[AIM OF THE TASK] Quote only the lines from the one containing "point: the man in navy" through the final line, both included, and omit the pictures.

Data listing

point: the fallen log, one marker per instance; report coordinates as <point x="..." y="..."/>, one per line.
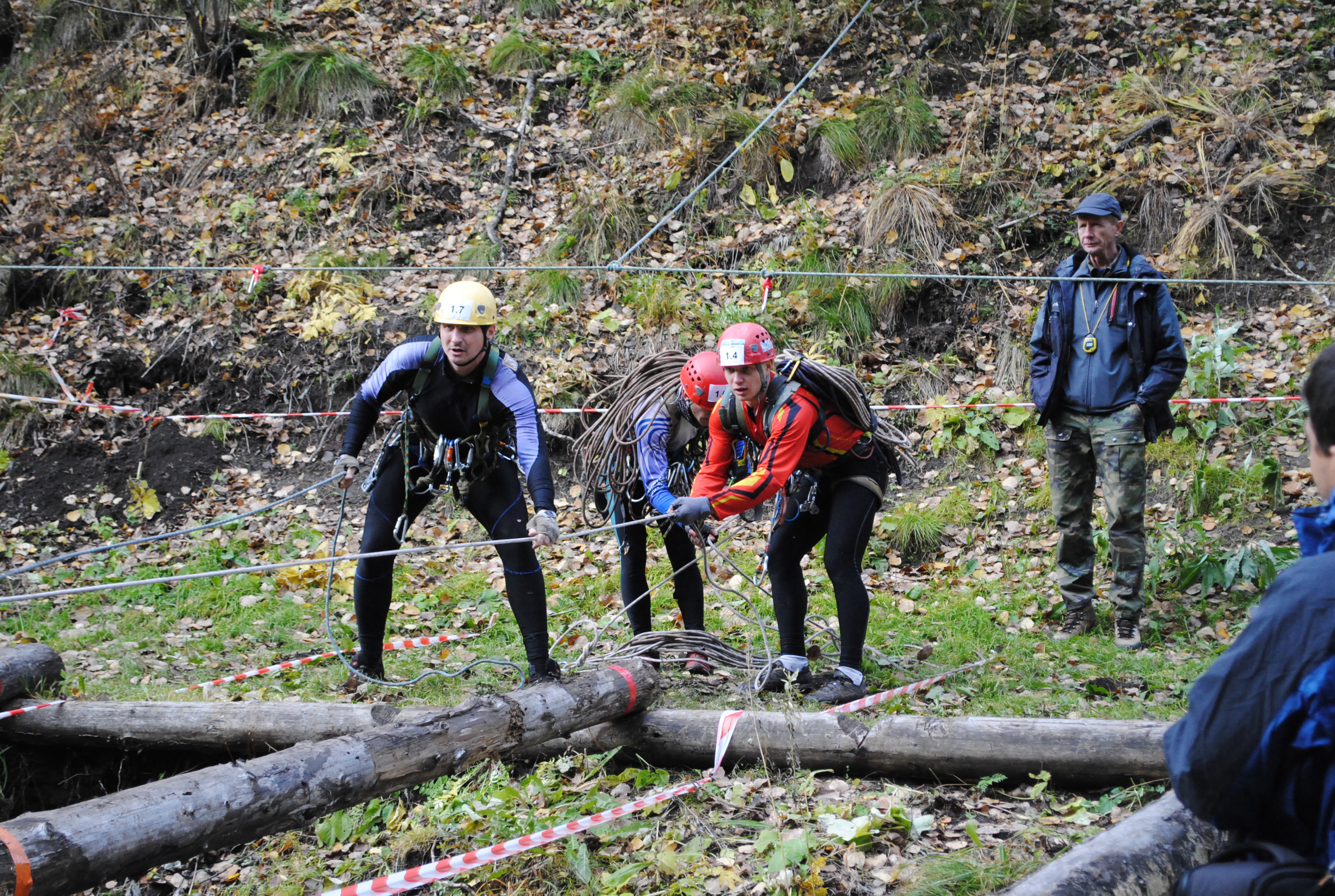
<point x="922" y="747"/>
<point x="29" y="667"/>
<point x="234" y="730"/>
<point x="122" y="835"/>
<point x="1085" y="751"/>
<point x="1145" y="854"/>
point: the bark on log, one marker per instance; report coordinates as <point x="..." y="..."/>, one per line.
<point x="123" y="835"/>
<point x="1086" y="751"/>
<point x="29" y="667"/>
<point x="233" y="730"/>
<point x="1143" y="856"/>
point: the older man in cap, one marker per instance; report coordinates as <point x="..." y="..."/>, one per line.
<point x="1107" y="357"/>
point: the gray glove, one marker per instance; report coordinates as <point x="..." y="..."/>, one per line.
<point x="348" y="465"/>
<point x="544" y="524"/>
<point x="691" y="509"/>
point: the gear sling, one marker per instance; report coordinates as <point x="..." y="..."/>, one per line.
<point x="455" y="462"/>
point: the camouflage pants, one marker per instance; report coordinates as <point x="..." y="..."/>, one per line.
<point x="1114" y="448"/>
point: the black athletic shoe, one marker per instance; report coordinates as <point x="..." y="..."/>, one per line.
<point x="777" y="679"/>
<point x="839" y="690"/>
<point x="544" y="675"/>
<point x="367" y="667"/>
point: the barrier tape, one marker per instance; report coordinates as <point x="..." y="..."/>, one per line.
<point x="899" y="692"/>
<point x="129" y="409"/>
<point x="424" y="875"/>
<point x="29" y="709"/>
<point x="22" y="867"/>
<point x="291" y="664"/>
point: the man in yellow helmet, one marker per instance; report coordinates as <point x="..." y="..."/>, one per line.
<point x="465" y="400"/>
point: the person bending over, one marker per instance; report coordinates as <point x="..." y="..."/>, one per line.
<point x="836" y="476"/>
<point x="641" y="456"/>
<point x="1255" y="754"/>
<point x="467" y="401"/>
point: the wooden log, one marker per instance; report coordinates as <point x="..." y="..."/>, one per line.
<point x="122" y="835"/>
<point x="29" y="667"/>
<point x="1143" y="855"/>
<point x="1086" y="751"/>
<point x="233" y="730"/>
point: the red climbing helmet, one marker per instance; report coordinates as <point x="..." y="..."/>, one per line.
<point x="745" y="344"/>
<point x="703" y="380"/>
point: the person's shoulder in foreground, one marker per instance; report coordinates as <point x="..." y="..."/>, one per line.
<point x="1213" y="751"/>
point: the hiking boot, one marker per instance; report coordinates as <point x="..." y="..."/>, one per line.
<point x="1079" y="621"/>
<point x="777" y="679"/>
<point x="840" y="690"/>
<point x="544" y="673"/>
<point x="367" y="667"/>
<point x="1128" y="633"/>
<point x="699" y="666"/>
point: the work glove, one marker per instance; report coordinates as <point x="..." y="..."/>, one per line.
<point x="346" y="464"/>
<point x="691" y="511"/>
<point x="544" y="528"/>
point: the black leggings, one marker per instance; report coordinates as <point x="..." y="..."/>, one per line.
<point x="497" y="502"/>
<point x="635" y="556"/>
<point x="845" y="516"/>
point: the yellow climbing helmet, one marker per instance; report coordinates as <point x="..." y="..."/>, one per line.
<point x="467" y="302"/>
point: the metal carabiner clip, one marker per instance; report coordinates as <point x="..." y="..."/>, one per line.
<point x="809" y="504"/>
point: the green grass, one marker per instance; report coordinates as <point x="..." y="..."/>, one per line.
<point x="755" y="162"/>
<point x="601" y="225"/>
<point x="537" y="8"/>
<point x="653" y="105"/>
<point x="319" y="83"/>
<point x="974" y="872"/>
<point x="561" y="288"/>
<point x="437" y="70"/>
<point x="841" y="141"/>
<point x="898" y="124"/>
<point x="517" y="53"/>
<point x="656" y="298"/>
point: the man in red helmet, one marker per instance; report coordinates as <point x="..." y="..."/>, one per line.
<point x="656" y="426"/>
<point x="835" y="476"/>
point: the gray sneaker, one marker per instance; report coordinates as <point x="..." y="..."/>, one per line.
<point x="1128" y="633"/>
<point x="1079" y="621"/>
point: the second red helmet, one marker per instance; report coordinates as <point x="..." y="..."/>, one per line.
<point x="703" y="380"/>
<point x="745" y="344"/>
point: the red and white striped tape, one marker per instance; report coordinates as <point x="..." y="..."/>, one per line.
<point x="127" y="409"/>
<point x="291" y="664"/>
<point x="29" y="709"/>
<point x="424" y="875"/>
<point x="899" y="692"/>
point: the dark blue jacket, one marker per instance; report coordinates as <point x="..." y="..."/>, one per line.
<point x="1219" y="767"/>
<point x="1158" y="357"/>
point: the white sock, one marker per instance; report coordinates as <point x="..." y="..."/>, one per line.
<point x="852" y="675"/>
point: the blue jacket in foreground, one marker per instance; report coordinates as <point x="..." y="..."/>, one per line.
<point x="1254" y="751"/>
<point x="1158" y="356"/>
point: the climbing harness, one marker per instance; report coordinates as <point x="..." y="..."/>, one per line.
<point x="443" y="462"/>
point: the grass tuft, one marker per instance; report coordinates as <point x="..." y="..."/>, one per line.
<point x="601" y="224"/>
<point x="437" y="70"/>
<point x="517" y="53"/>
<point x="652" y="106"/>
<point x="911" y="215"/>
<point x="561" y="288"/>
<point x="314" y="83"/>
<point x="898" y="124"/>
<point x="537" y="8"/>
<point x="757" y="159"/>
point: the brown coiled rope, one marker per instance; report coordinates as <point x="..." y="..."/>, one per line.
<point x="605" y="453"/>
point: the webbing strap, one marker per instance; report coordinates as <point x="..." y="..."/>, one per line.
<point x="425" y="366"/>
<point x="489" y="371"/>
<point x="22" y="868"/>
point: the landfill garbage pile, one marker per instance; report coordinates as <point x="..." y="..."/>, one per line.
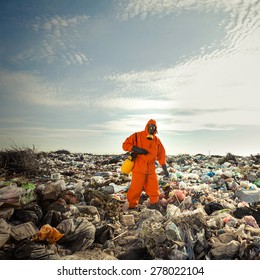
<point x="73" y="208"/>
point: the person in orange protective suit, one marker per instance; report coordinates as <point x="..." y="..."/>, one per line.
<point x="147" y="148"/>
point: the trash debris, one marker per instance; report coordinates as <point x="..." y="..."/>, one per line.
<point x="75" y="207"/>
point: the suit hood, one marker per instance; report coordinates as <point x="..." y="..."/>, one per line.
<point x="151" y="122"/>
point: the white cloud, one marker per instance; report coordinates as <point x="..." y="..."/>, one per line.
<point x="57" y="37"/>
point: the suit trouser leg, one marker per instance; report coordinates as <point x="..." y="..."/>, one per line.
<point x="135" y="190"/>
<point x="152" y="188"/>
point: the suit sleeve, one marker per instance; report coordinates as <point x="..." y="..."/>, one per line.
<point x="161" y="154"/>
<point x="129" y="143"/>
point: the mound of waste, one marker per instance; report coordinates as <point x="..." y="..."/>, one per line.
<point x="63" y="205"/>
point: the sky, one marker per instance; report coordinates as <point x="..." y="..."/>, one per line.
<point x="83" y="75"/>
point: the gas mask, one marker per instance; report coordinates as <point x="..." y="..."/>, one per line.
<point x="151" y="131"/>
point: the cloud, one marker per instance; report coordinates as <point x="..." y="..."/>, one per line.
<point x="56" y="41"/>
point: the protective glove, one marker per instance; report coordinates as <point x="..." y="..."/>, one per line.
<point x="139" y="151"/>
<point x="166" y="173"/>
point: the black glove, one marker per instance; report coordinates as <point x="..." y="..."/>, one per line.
<point x="166" y="173"/>
<point x="139" y="151"/>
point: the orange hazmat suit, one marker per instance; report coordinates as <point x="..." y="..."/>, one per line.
<point x="144" y="175"/>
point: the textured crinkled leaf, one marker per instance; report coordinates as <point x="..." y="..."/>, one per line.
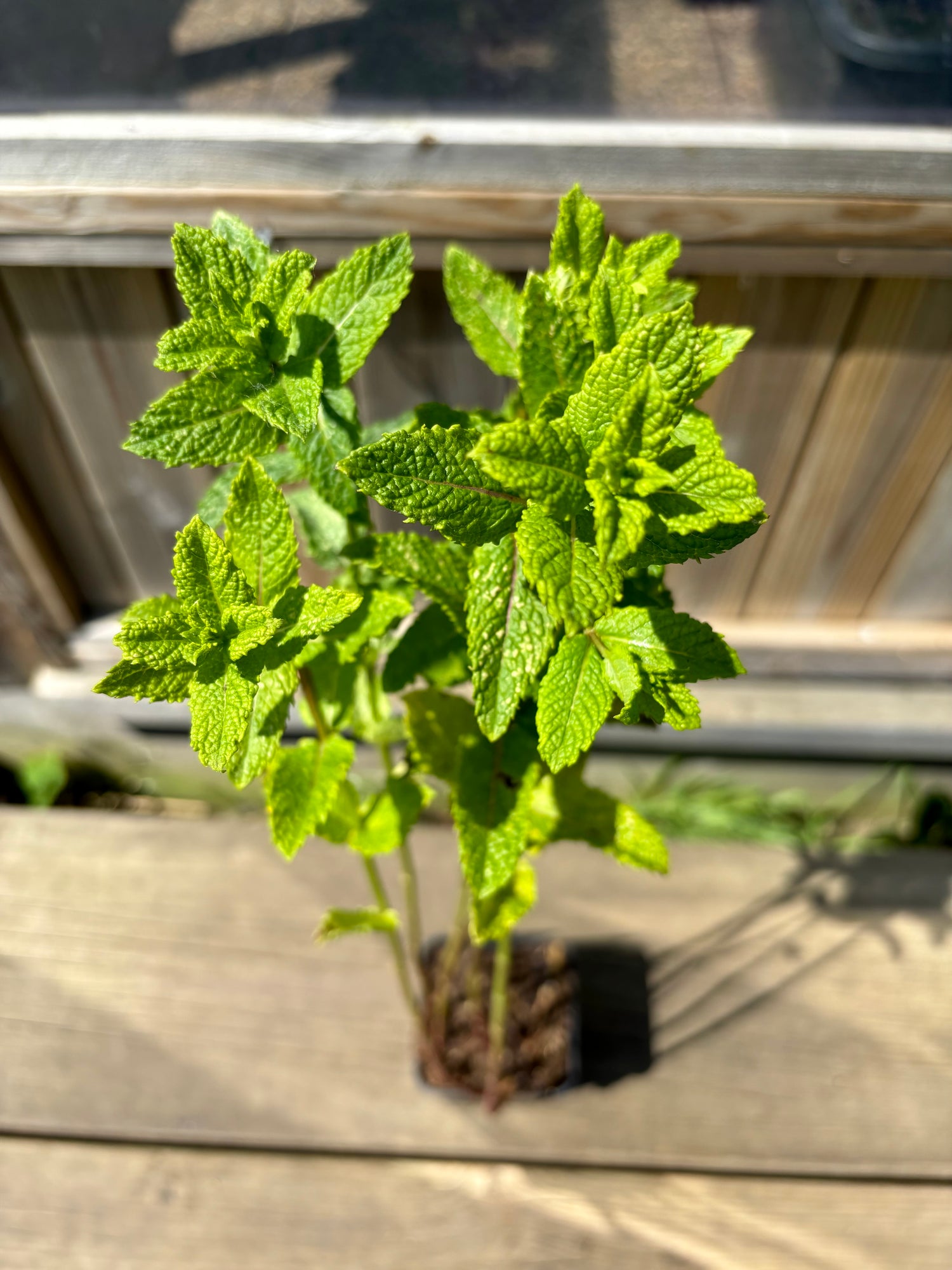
<point x="243" y="239"/>
<point x="576" y="812"/>
<point x="291" y="399"/>
<point x="221" y="699"/>
<point x="439" y="570"/>
<point x="431" y="648"/>
<point x="553" y="351"/>
<point x="540" y="460"/>
<point x="152" y="683"/>
<point x="672" y="645"/>
<point x="572" y="582"/>
<point x="351" y="308"/>
<point x="301" y="789"/>
<point x="487" y="307"/>
<point x="574" y="702"/>
<point x="428" y="477"/>
<point x="260" y="534"/>
<point x="284" y="286"/>
<point x="662" y="547"/>
<point x="578" y="242"/>
<point x="491" y="805"/>
<point x="204" y="421"/>
<point x="510" y="636"/>
<point x="356" y="921"/>
<point x="206" y="578"/>
<point x="719" y="347"/>
<point x="208" y="271"/>
<point x="373" y="619"/>
<point x="321" y="451"/>
<point x="168" y="641"/>
<point x="270" y="714"/>
<point x="204" y="344"/>
<point x="668" y="342"/>
<point x="324" y="531"/>
<point x="494" y="916"/>
<point x="437" y="725"/>
<point x="389" y="816"/>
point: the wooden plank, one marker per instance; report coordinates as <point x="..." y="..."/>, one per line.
<point x="147" y="209"/>
<point x="162" y="986"/>
<point x="444" y="152"/>
<point x="765" y="404"/>
<point x="136" y="1207"/>
<point x="91" y="337"/>
<point x="883" y="431"/>
<point x="36" y="446"/>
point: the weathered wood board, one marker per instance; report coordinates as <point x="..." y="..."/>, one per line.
<point x="98" y="1208"/>
<point x="161" y="985"/>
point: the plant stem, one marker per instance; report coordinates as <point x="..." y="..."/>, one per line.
<point x="449" y="963"/>
<point x="397" y="944"/>
<point x="321" y="723"/>
<point x="498" y="1010"/>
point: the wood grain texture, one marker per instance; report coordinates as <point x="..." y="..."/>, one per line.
<point x="765" y="404"/>
<point x="882" y="434"/>
<point x="98" y="1208"/>
<point x="161" y="984"/>
<point x="91" y="338"/>
<point x="295" y="213"/>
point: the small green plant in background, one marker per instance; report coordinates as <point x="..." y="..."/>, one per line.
<point x="543" y="585"/>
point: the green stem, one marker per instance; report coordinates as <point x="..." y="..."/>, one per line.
<point x="397" y="944"/>
<point x="498" y="1010"/>
<point x="449" y="963"/>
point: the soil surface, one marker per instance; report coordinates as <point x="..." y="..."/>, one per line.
<point x="540" y="1031"/>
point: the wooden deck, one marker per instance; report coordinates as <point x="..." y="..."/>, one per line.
<point x="187" y="1081"/>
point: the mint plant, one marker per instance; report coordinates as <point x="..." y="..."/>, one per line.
<point x="543" y="586"/>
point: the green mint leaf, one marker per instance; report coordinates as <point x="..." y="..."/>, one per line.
<point x="242" y="238"/>
<point x="578" y="813"/>
<point x="284" y="288"/>
<point x="221" y="699"/>
<point x="204" y="421"/>
<point x="301" y="789"/>
<point x="486" y="305"/>
<point x="210" y="274"/>
<point x="205" y="344"/>
<point x="668" y="643"/>
<point x="291" y="399"/>
<point x="493" y="918"/>
<point x="351" y="308"/>
<point x="572" y="582"/>
<point x="140" y="681"/>
<point x="164" y="642"/>
<point x="719" y="347"/>
<point x="270" y="714"/>
<point x="492" y="807"/>
<point x="323" y="530"/>
<point x="326" y="446"/>
<point x="437" y="723"/>
<point x="578" y="242"/>
<point x="206" y="578"/>
<point x="510" y="636"/>
<point x="574" y="700"/>
<point x="437" y="570"/>
<point x="431" y="648"/>
<point x="260" y="534"/>
<point x="388" y="817"/>
<point x="356" y="921"/>
<point x="430" y="477"/>
<point x="373" y="619"/>
<point x="540" y="460"/>
<point x="553" y="351"/>
<point x="667" y="342"/>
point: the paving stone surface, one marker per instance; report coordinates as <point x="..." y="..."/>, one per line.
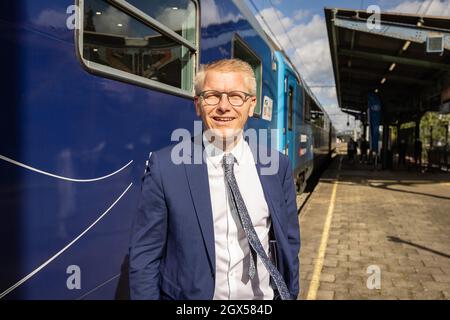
<point x="394" y="222"/>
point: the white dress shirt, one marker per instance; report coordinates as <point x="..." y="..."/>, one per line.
<point x="232" y="249"/>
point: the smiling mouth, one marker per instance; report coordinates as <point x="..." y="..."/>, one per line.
<point x="223" y="119"/>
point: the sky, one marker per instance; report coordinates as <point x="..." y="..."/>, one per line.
<point x="300" y="27"/>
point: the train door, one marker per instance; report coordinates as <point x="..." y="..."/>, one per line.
<point x="289" y="127"/>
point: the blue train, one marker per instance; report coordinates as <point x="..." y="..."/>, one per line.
<point x="89" y="89"/>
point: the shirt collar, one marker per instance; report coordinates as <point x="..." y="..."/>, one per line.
<point x="215" y="154"/>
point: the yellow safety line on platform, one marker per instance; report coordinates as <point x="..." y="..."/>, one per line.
<point x="315" y="281"/>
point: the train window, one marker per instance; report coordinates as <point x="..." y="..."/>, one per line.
<point x="307" y="106"/>
<point x="242" y="51"/>
<point x="178" y="15"/>
<point x="291" y="108"/>
<point x="119" y="41"/>
<point x="317" y="116"/>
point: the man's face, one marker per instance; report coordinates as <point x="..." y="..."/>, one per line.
<point x="224" y="119"/>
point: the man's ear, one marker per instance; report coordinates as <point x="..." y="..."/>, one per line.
<point x="251" y="110"/>
<point x="197" y="105"/>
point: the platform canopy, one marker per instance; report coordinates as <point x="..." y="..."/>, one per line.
<point x="404" y="59"/>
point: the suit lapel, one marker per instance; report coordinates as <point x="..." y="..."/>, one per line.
<point x="197" y="176"/>
<point x="268" y="182"/>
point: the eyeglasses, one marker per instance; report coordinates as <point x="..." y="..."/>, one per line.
<point x="235" y="98"/>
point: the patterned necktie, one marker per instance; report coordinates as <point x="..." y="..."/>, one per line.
<point x="256" y="247"/>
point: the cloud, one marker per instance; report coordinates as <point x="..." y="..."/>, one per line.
<point x="301" y="14"/>
<point x="428" y="7"/>
<point x="109" y="21"/>
<point x="214" y="15"/>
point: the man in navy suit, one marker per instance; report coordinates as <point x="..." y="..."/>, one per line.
<point x="225" y="227"/>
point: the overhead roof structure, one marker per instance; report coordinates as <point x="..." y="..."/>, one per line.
<point x="388" y="56"/>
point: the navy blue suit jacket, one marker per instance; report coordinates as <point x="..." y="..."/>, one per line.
<point x="172" y="242"/>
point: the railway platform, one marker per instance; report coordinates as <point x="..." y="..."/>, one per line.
<point x="375" y="234"/>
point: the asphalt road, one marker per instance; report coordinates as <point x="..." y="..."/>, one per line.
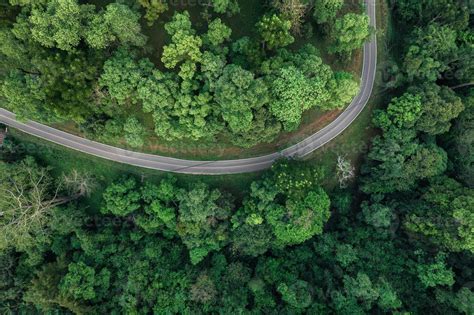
<point x="157" y="162"/>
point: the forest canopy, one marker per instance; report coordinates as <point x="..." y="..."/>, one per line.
<point x="92" y="64"/>
<point x="80" y="236"/>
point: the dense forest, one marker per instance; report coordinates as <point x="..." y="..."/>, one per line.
<point x="91" y="64"/>
<point x="398" y="239"/>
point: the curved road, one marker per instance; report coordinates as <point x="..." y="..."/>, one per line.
<point x="300" y="149"/>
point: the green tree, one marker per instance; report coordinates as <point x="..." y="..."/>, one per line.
<point x="82" y="283"/>
<point x="429" y="52"/>
<point x="223" y="6"/>
<point x="275" y="31"/>
<point x="444" y="215"/>
<point x="203" y="220"/>
<point x="440" y="105"/>
<point x="185" y="46"/>
<point x="117" y="24"/>
<point x="239" y="94"/>
<point x="122" y="198"/>
<point x="326" y="10"/>
<point x="153" y="9"/>
<point x="217" y="33"/>
<point x="435" y="273"/>
<point x="60" y="24"/>
<point x="349" y="33"/>
<point x="122" y="74"/>
<point x="24" y="94"/>
<point x="134" y="132"/>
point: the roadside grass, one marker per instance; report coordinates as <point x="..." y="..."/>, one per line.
<point x="353" y="144"/>
<point x="63" y="160"/>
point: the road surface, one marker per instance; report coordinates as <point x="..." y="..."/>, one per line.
<point x="169" y="164"/>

[EXERCISE ANSWER]
point: the man in navy suit, one marker per instance; report coordinates as <point x="..." y="..."/>, one per line.
<point x="225" y="227"/>
point: the overhead roof structure, one marker per instance; report coordinates as <point x="..." y="..."/>, one per line.
<point x="388" y="56"/>
point: the navy blue suit jacket, one marker per instance; report coordinates as <point x="..." y="..."/>, one per line.
<point x="172" y="242"/>
point: the railway platform, one marker per instance; report coordinates as <point x="..." y="..."/>, one per line.
<point x="375" y="234"/>
point: the asphalt road, one marker per instance; report coordinates as <point x="..." y="..."/>, one per line.
<point x="157" y="162"/>
point: the forest canopy, one marker per instance; report coordinates as <point x="..." y="..."/>, one per line.
<point x="92" y="64"/>
<point x="80" y="236"/>
point: the dense forest, one marker per instance; report coordinates as <point x="..." y="..."/>, one per line.
<point x="91" y="64"/>
<point x="398" y="239"/>
point: the curved road, one marker per instance; report coordinates as <point x="..." y="..."/>, one per line.
<point x="300" y="149"/>
point: the green tree, one marker per instance; report coordinates as <point x="..." y="..."/>, one per line.
<point x="82" y="283"/>
<point x="429" y="52"/>
<point x="223" y="6"/>
<point x="275" y="31"/>
<point x="444" y="215"/>
<point x="203" y="220"/>
<point x="440" y="105"/>
<point x="185" y="46"/>
<point x="117" y="24"/>
<point x="239" y="94"/>
<point x="122" y="198"/>
<point x="326" y="10"/>
<point x="153" y="9"/>
<point x="217" y="33"/>
<point x="435" y="273"/>
<point x="60" y="24"/>
<point x="349" y="33"/>
<point x="122" y="74"/>
<point x="24" y="94"/>
<point x="134" y="132"/>
point: the roadside grass, one marker per instance; report coordinates as <point x="..." y="..."/>, one per line.
<point x="353" y="144"/>
<point x="63" y="160"/>
point: the road surface, one marker per instance; report coordinates as <point x="..." y="..."/>, one per line.
<point x="169" y="164"/>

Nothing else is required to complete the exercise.